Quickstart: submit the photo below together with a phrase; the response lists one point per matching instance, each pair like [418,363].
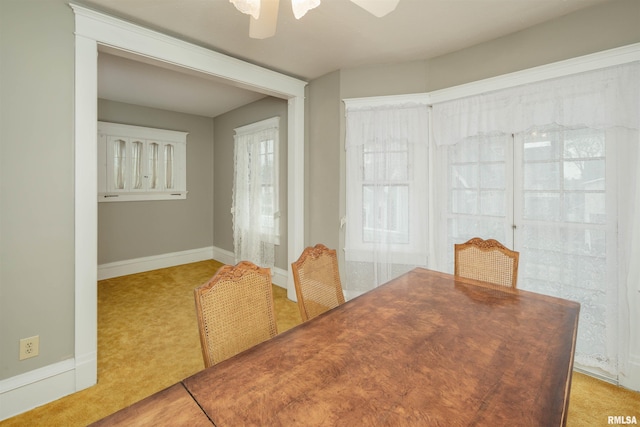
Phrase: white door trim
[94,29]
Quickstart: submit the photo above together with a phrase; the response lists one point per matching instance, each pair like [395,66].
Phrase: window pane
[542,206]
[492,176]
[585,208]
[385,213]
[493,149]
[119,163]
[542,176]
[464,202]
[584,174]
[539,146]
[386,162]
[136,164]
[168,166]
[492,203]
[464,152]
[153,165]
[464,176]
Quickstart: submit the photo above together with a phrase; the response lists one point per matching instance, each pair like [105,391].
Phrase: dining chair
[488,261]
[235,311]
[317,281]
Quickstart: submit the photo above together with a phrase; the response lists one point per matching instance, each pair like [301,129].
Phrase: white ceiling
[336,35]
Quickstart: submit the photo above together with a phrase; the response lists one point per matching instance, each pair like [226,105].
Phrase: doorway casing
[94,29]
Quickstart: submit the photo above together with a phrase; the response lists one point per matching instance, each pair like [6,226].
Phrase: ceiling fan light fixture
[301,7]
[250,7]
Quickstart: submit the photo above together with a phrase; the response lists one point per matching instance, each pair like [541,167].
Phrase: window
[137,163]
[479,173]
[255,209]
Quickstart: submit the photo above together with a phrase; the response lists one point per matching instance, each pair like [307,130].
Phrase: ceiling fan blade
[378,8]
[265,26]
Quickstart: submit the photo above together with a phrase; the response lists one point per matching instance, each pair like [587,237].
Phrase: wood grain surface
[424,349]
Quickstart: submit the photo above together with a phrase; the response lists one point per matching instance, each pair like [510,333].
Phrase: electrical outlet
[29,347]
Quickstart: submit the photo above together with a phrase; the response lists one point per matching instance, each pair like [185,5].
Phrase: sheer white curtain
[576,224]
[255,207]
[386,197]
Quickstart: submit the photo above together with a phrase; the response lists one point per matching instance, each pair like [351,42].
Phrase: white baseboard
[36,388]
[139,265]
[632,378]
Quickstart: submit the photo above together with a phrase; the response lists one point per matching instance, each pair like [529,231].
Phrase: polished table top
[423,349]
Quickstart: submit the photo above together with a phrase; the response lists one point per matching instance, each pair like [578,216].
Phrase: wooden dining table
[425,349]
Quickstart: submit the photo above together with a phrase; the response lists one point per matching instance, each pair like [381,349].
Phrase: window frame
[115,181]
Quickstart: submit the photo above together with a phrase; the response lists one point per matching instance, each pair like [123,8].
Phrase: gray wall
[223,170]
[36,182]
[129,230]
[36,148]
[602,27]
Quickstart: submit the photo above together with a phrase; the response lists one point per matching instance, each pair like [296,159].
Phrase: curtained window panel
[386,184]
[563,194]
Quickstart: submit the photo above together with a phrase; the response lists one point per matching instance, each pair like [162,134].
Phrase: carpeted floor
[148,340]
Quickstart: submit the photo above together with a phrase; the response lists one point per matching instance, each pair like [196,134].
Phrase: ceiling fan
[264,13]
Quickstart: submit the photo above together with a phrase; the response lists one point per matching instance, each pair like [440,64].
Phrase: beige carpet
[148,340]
========
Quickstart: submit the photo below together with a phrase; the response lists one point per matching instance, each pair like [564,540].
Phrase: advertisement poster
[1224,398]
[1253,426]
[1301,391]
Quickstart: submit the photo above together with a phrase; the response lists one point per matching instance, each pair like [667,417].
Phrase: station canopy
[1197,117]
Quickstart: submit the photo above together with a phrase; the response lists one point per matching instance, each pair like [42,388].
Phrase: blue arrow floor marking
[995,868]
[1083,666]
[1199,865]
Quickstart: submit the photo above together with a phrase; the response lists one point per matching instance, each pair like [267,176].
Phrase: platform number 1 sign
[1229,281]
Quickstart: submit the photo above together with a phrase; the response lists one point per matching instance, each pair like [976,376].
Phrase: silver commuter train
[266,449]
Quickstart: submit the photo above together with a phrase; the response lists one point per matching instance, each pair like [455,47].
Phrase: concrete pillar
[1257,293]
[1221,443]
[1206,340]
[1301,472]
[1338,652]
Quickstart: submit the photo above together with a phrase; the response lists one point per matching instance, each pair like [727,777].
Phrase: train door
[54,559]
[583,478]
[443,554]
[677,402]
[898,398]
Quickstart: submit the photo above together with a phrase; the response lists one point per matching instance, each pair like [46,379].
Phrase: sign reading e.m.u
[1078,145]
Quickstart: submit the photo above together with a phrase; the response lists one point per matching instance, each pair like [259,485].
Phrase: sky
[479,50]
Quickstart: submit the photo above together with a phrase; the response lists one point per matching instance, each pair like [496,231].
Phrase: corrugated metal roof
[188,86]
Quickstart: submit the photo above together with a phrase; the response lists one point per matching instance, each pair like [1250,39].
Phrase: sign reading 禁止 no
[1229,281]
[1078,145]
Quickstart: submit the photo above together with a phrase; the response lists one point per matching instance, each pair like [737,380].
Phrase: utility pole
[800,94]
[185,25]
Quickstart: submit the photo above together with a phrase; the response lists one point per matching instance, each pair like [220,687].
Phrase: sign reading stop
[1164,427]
========
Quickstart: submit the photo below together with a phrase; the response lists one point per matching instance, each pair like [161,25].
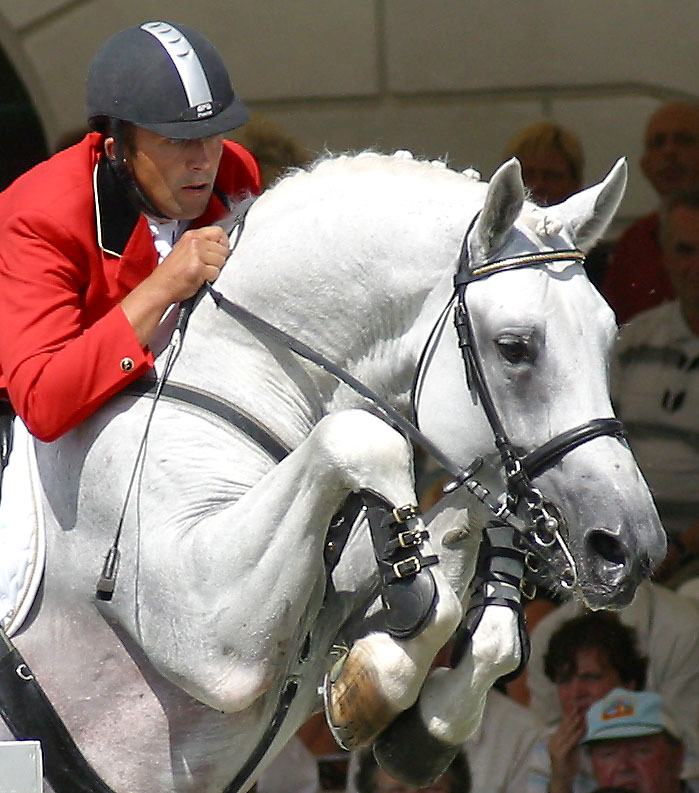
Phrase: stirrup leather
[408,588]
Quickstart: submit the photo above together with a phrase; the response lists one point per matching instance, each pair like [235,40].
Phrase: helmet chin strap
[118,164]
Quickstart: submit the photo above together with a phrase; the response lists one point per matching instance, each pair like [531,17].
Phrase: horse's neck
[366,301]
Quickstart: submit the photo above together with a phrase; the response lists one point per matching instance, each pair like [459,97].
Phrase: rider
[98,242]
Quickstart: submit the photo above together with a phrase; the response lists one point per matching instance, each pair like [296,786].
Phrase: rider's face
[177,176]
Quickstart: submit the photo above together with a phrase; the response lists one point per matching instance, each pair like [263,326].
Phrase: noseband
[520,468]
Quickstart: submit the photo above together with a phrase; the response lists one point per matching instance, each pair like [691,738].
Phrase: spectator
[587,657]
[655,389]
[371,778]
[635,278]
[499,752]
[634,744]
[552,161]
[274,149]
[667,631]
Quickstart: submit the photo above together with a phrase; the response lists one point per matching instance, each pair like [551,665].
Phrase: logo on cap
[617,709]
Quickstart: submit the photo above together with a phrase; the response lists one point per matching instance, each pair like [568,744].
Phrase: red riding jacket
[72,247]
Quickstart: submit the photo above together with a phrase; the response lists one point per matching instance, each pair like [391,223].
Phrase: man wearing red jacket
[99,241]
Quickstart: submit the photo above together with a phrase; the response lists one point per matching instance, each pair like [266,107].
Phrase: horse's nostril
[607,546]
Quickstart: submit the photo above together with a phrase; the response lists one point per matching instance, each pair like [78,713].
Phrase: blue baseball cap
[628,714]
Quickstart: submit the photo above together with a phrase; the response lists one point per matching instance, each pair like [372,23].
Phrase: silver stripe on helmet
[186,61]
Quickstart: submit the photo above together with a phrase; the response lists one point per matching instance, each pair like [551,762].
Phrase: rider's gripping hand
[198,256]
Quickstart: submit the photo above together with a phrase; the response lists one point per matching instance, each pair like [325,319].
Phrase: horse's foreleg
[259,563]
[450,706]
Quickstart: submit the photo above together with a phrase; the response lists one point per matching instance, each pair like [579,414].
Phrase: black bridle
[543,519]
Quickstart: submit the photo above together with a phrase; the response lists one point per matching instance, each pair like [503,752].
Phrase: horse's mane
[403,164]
========
WHAT TO DO - Please collect every line from the entries above that contains the word "dining".

THE ANSWER -
Phrase: dining chair
Phrase: wooden dining table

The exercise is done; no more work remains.